• **Exercise task**:
Format each line of the listing below as one string in a JSON list, skipping any blank lines.
--- Begin Data extract ---
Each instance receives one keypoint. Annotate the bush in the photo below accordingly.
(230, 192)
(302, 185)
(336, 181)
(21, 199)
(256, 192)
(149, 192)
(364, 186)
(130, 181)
--- End Data extract ---
• **Response below**:
[
  "Each instance receives one keypoint. Annotate the bush in the photo below accordingly.",
  "(230, 192)",
  "(302, 185)",
  "(336, 181)",
  "(21, 199)",
  "(256, 192)",
  "(149, 192)",
  "(364, 186)",
  "(130, 181)"
]